Excerpt provided:
>>>>

Subspace Variational Quantum Simulator
- URL: http://arxiv.org/abs/1904.08566v2
- Date: Tue, 14 Feb 2023 21:08:53 GMT
- Title: Subspace Variational Quantum Simulator
- Authors: Kentaro Heya, Ken M Nakanishi, Kosuke Mitarai, Zhiguang Yan, Kun Zuo,
Yasunari Suzuki, Takanori Sugiyama, Shuhei Tamate, Yutaka Tabuchi, Keisuke
Fujii, Yasunobu Nakamura
- Abstract summary: We propose an efficient method to simulate quantum dynamics driven by a static Hamiltonian on NISQ devices.
We experimentally simulate the time-evolution operator in a low-lying eigensubspace of a hydrogen molecule.

<<<<

Exercise goal: In the summary of the Subspace Variational Quantum Simulator paper, which molecule's time-evolution operator was simulated experimentally?

Supplied information:
>>>>

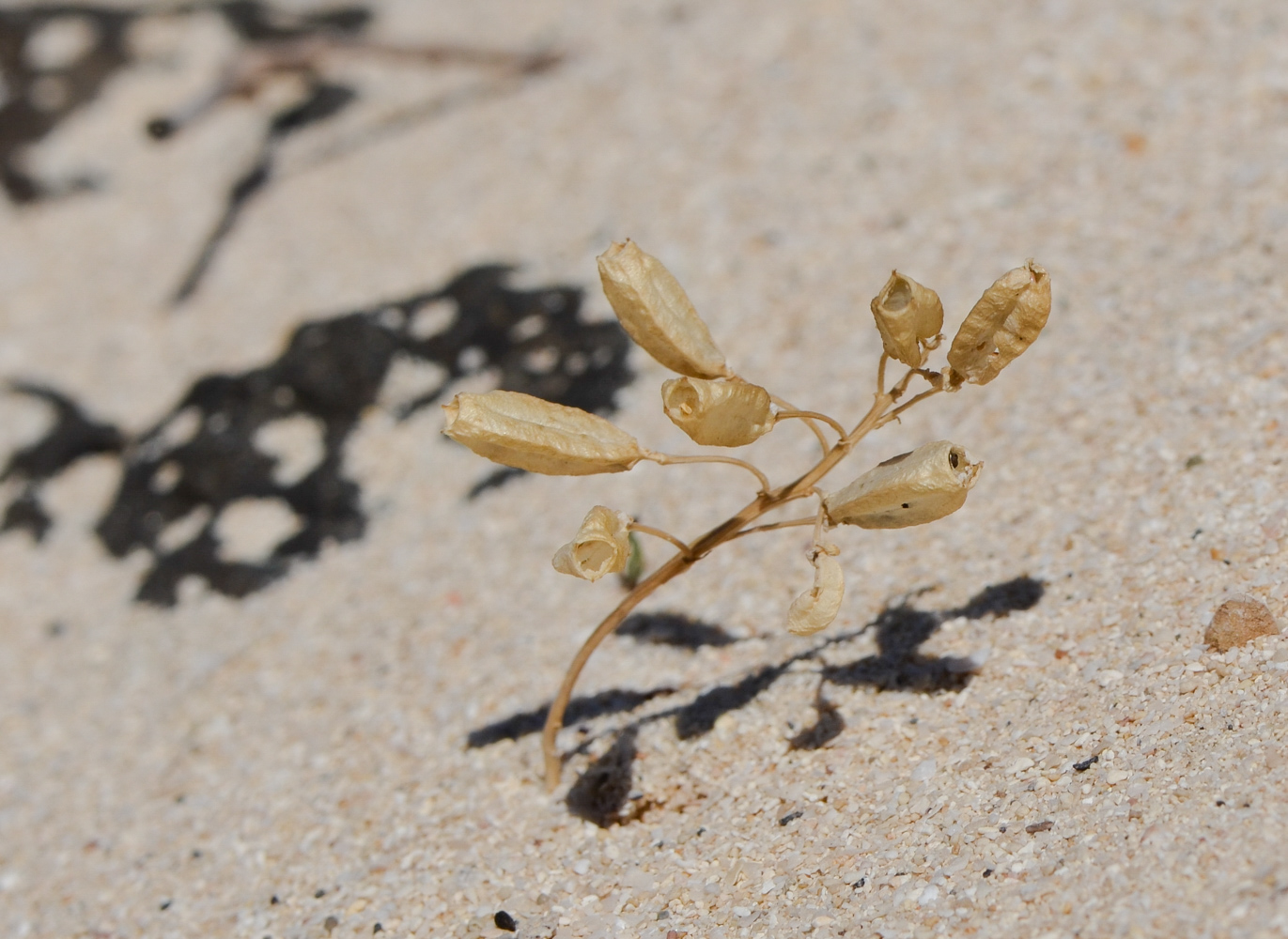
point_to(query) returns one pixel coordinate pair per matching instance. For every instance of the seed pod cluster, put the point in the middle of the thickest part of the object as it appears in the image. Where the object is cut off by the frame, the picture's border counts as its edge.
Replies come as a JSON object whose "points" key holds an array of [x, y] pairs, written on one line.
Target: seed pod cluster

<<<<

Solution to the problem: A hydrogen molecule, in a low-lying eigensubspace.